Segment Start: GIVEN TEXT
I'm currently working for family in a culture different from my own. This is my first time as an Au pair and their first time hosting. It's been about a month a half. I have travelled a lot in my short life and consider myself to be tough when it comes to these types of things, but I feel like this getting to be too much.
The family originally said I would help with "some cooking and cleaning" but getting here I soon realize they want me to make 3 meals per day and mop and clean all of the furniture (also daily). Not so bad I guess. But their cuisine is very different than my country's and when I make an attempt they tell me it's bad. When I make my country's food it's also bad.
They only have one daughter but she does not speak any English and does not care to learn. Yet I am expected to give her 2 full lessons each day. But she can't understand? She also is very spoiled and throws tantrums multiple times per day. But most kids throw trantrums right?
The mom has told me multiple times that I am not beautiful. I've never had self esteem issues but I can't imagine how someone would handle this if they did! I had to go to the hospital at one point (which they were very helpful with thankfully) but afterwards they told me I was a baby for being scared, and their 5 year old was better than me. They have also already changed the day of the month I get paid from our original agreement (from 1st of the month to the 15th) but it's not that big of a deal so I said okay.
I could go on but I feel like this is already a lot... Am I just homesick? I've dealt with culture shock and host families numerous times before but I've never felt targeted so much like this.
When do I stop using cultural differences as an excuse?
I feel like if I try talking with them I will just offend them and make things worse for myself.
Segment End: GIVEN TEXT
Segment Start: DATA EXCERPT
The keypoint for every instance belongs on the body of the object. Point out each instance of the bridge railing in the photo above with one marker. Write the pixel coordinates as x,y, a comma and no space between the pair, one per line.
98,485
Segment End: DATA EXCERPT
» **EXPLORE THE MATERIAL**:
1 - In the au pair post, how many lessons a day is the writer expected to give the daughter?
2 - Please give the au pair post again between "They only have" and "throw trantrums right?", inclusive, changing "English" to "Spanish".
3 - Shorten the paragraph of the au pair post that begins "The mom has told me" while keeping its main facts.

» **RESULTS**:
1 - Two full lessons each day.

2 -
They only have one daughter but she does not speak any Spanish and does not care to learn. Yet I am expected to give her 2 full lessons each day. But she can't understand? She also is very spoiled and throws tantrums multiple times per day. But most kids throw trantrums right?

3 - The mom has told me several times that I'm not beautiful. My self-esteem is fine, but someone with low self-esteem would struggle with that. After a hospital visit, which the family helped with, they called me a baby for being scared and said their 5-year-old was better than me. They also moved my payday from the 1st of the month to the 15th, and I agreed.